- EXTRACTO DE PÁGINA
>>

El fallo millonario y la otra verdad del caso ENJASA

La concesión original había sido otorgada en 1999, durante el gobierno de Juan Carlos Romero, a la Compañía Argentina de Entretenimientos y Juegos de Azar S.A. (ENJASA), con un plazo extraordinariamente amplio de 30 años, es decir, hasta 2028.

El debate público se concentró en los más de 45 millones de dólares que deberá afrontar el Estado argentino tras el fallo del CIADI. Sin embargo, detrás de la condena internacional aparece un dato poco mencionado: desde que Salta terminó con el esquema de exclusividad de ENJASA y reformuló el sistema de recaudación del juego, los ingresos provinciales crecieron de manera exponencial.

La reciente confirmación del fallo del CIADI por el caso ENJASA instaló rápidamente una interpretación política: que la decisión tomada durante el gobierno de Juan Manuel Urtubey le costará a Salta más de 45 millones de dólares.

<<

- DATOS
>>

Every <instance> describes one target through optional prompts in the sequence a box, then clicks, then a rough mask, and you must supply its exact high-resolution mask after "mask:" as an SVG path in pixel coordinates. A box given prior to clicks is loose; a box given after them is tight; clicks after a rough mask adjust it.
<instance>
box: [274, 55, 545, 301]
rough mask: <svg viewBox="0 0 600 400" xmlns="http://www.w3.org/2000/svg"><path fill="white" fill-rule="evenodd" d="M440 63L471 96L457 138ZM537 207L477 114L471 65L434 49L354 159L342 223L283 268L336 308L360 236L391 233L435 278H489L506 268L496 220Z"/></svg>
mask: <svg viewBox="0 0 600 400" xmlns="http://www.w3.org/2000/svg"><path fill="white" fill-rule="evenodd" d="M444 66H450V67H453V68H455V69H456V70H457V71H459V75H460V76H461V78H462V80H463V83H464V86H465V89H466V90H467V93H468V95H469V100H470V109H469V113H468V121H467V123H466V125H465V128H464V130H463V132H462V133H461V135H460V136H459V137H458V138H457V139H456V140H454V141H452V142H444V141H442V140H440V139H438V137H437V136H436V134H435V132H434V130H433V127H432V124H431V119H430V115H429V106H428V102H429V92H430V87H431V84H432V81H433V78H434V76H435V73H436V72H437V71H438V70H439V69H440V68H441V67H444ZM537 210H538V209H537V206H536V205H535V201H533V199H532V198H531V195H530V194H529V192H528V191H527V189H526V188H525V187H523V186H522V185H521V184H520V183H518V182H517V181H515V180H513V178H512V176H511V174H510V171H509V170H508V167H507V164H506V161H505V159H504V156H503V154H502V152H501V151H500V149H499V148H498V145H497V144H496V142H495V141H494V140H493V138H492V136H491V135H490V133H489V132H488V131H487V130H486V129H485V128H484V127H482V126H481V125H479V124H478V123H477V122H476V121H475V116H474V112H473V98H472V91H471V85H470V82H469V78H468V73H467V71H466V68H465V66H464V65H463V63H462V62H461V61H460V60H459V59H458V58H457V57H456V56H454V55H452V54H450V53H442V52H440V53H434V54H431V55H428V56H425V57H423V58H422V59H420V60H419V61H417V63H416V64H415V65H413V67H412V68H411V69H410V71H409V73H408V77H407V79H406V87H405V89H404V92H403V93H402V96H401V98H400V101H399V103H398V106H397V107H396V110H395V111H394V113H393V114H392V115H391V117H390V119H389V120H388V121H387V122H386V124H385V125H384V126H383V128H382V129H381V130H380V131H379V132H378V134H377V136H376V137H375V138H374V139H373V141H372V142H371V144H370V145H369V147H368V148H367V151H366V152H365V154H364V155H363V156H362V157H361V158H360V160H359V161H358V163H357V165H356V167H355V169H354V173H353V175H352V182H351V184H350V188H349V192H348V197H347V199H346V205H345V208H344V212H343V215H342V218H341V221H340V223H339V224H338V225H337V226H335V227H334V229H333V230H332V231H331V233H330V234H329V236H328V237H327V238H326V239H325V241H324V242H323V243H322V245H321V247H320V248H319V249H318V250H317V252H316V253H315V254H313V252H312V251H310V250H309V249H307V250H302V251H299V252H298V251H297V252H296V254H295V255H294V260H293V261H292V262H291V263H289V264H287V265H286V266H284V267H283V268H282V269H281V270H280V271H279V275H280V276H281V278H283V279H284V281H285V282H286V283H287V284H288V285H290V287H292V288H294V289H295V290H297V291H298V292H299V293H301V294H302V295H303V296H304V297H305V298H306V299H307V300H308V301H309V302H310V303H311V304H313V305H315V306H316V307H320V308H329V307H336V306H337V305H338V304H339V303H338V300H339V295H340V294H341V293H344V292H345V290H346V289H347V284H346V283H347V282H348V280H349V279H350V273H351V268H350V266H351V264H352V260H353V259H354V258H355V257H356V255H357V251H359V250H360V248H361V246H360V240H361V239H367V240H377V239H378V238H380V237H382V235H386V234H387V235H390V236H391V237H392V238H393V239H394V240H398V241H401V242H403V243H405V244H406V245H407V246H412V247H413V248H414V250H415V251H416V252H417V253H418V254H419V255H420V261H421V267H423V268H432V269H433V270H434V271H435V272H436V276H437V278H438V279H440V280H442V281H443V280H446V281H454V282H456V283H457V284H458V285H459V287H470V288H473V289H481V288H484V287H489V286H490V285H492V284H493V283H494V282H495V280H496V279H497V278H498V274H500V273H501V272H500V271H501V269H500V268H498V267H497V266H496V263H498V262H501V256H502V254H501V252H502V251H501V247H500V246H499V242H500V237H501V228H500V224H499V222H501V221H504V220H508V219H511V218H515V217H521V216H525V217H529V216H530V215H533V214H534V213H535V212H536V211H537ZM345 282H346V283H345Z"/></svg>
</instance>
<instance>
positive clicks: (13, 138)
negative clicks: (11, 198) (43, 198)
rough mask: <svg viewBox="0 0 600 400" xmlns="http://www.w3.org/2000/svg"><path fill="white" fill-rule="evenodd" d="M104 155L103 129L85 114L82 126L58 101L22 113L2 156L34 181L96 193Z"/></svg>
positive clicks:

<<

- TAREAS
(A) Responda brevemente, a partir del texto sobre el caso ENJASA:
(i) ¿En qué año se otorgó la concesión original?
(ii) ¿Qué plazo tenía dicha concesión y hasta qué año se extendía?
(iii) ¿Durante qué gobierno se tomó la decisión que, según la interpretación política mencionada, le costará a Salta más de 45 millones de dólares?
(B) Enumere todas las cifras escritas con dígitos que figuran en el texto sobre el caso ENJASA. Mencione una sola vez cada cifra que se repita.

- RESPUESTAS
(A)
(i) En 1999.
(ii) Un plazo de 30 años, hasta 2028.
(iii) Durante el gobierno de Juan Manuel Urtubey.

(B) 1999; 30 (años); 2028; 45 (millones de dólares).